* **Labeled-object pointing entries**
________________

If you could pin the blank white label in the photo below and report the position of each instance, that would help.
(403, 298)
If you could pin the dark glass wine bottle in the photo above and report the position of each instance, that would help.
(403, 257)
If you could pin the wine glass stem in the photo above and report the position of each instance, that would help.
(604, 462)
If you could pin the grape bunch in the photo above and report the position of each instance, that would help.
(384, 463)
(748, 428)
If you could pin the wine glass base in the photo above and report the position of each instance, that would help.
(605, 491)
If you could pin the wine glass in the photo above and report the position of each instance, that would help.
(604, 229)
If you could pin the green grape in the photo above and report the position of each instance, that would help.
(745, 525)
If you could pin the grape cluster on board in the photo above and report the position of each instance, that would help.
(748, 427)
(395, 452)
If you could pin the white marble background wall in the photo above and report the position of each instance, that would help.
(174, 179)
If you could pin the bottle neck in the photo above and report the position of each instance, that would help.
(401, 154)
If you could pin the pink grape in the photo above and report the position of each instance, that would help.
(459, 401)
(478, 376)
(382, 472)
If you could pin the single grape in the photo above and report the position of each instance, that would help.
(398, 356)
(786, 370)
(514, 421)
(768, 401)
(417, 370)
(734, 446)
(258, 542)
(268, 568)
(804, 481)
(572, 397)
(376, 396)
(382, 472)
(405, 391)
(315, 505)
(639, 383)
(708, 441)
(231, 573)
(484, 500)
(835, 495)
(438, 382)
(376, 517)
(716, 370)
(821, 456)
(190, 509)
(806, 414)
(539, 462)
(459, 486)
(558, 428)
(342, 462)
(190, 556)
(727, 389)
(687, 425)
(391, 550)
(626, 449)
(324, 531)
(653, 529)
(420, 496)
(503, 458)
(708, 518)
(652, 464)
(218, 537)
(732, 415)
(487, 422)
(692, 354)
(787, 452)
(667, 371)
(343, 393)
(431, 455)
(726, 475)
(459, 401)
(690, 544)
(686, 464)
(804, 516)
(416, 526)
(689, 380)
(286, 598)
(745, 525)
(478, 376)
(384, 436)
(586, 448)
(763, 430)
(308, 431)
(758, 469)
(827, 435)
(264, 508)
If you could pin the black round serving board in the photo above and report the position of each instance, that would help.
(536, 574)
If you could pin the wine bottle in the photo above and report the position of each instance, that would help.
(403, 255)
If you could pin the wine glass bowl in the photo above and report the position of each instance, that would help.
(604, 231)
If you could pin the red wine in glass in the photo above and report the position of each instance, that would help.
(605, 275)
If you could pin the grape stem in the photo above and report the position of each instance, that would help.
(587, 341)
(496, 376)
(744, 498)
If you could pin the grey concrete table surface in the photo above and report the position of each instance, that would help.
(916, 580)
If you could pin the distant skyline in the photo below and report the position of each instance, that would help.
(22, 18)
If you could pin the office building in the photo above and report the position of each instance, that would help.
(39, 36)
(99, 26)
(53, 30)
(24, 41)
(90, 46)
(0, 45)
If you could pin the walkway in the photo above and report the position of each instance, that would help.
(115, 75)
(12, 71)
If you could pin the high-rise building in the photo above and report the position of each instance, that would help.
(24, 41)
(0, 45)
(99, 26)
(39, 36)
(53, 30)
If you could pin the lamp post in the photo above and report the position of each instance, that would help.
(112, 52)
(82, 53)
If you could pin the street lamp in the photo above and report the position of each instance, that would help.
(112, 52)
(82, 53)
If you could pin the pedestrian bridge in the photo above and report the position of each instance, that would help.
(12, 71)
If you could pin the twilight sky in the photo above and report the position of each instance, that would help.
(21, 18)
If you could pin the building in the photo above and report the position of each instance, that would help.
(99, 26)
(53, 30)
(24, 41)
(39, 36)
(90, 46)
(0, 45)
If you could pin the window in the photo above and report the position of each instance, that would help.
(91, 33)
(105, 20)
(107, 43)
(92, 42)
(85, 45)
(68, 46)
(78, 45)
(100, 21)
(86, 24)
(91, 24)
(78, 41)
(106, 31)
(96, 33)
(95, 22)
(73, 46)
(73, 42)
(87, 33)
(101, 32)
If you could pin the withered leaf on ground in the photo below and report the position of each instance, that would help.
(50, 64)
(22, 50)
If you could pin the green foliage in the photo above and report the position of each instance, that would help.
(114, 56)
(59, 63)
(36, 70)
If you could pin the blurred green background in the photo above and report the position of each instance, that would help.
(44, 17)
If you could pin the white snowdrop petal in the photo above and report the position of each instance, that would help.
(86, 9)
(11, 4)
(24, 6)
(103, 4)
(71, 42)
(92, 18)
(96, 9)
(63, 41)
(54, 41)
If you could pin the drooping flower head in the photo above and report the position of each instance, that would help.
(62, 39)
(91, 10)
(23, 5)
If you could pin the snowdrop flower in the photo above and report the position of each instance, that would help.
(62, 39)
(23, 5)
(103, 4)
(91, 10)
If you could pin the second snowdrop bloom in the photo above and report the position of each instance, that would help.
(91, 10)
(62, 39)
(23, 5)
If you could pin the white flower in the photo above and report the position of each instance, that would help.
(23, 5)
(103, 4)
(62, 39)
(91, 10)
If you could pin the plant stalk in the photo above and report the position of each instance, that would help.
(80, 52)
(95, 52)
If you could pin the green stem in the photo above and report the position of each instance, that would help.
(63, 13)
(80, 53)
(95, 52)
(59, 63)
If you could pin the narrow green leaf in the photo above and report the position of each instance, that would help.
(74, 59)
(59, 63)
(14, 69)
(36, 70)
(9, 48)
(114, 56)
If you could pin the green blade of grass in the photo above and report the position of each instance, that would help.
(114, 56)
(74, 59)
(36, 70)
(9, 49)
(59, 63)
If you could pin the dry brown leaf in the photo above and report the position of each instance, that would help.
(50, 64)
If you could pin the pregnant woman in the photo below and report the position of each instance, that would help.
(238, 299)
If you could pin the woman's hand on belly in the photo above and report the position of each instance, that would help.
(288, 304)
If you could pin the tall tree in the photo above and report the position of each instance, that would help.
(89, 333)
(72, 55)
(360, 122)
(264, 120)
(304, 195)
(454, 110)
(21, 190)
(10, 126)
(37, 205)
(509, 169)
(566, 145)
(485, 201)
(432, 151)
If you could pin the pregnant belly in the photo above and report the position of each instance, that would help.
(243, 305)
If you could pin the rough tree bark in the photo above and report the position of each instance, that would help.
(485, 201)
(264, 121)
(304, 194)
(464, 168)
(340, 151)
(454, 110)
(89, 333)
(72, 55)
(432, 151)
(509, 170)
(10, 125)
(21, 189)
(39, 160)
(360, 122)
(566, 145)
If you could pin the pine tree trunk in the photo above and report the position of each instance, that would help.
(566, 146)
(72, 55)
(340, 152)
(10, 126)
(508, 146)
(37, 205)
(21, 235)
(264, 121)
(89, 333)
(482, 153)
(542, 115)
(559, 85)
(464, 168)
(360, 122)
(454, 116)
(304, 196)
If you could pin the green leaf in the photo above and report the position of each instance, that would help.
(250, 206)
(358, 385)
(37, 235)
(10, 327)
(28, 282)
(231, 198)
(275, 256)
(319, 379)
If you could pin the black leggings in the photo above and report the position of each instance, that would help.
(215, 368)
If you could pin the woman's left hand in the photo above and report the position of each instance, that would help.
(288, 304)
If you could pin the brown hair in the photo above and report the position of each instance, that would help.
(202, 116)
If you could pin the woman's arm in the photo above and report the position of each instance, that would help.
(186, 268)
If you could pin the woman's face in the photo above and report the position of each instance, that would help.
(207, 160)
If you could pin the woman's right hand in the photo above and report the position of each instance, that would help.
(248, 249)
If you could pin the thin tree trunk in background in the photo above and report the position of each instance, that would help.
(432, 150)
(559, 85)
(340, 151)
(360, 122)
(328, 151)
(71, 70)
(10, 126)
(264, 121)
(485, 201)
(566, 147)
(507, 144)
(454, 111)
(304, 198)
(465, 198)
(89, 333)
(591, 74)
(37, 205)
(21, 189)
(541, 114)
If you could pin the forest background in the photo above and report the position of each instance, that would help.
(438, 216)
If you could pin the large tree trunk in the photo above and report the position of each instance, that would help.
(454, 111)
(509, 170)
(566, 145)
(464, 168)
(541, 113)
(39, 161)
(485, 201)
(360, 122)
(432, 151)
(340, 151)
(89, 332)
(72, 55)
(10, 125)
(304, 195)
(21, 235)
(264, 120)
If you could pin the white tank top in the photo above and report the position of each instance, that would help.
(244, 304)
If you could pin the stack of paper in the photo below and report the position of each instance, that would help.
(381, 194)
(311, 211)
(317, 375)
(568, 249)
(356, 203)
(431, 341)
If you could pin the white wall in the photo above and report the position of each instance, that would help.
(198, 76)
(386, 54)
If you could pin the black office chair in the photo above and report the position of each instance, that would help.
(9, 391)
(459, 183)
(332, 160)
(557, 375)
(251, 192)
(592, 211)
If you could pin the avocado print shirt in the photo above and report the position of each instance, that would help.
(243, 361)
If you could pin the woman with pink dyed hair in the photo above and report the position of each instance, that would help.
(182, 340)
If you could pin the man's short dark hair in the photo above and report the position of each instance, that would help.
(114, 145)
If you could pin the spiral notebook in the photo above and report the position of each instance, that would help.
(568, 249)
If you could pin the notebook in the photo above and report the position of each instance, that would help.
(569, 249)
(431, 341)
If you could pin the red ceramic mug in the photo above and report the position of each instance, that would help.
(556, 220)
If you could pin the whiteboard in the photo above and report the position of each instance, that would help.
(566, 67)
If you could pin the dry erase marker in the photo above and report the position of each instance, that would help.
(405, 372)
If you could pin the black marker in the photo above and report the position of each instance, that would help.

________________

* **Stated goal**
Each line from the one containing "If you could pin the notebook" to the end of the records should be echoed exactly, and no other line.

* **Task response**
If you could pin the notebook in the photo above and report the position of each instance, that would help.
(569, 249)
(431, 341)
If you could pin the red ceramic mug in the photo above and report the position of each instance, that would help.
(556, 220)
If you could pin the whiteboard in the photo above and report the position of each instance, that would help.
(566, 67)
If you could pin the dry erase marker in the photo above and report the position of each instance, that would help.
(405, 372)
If you could pin the black marker in the photo above and report the position of each instance, that would help.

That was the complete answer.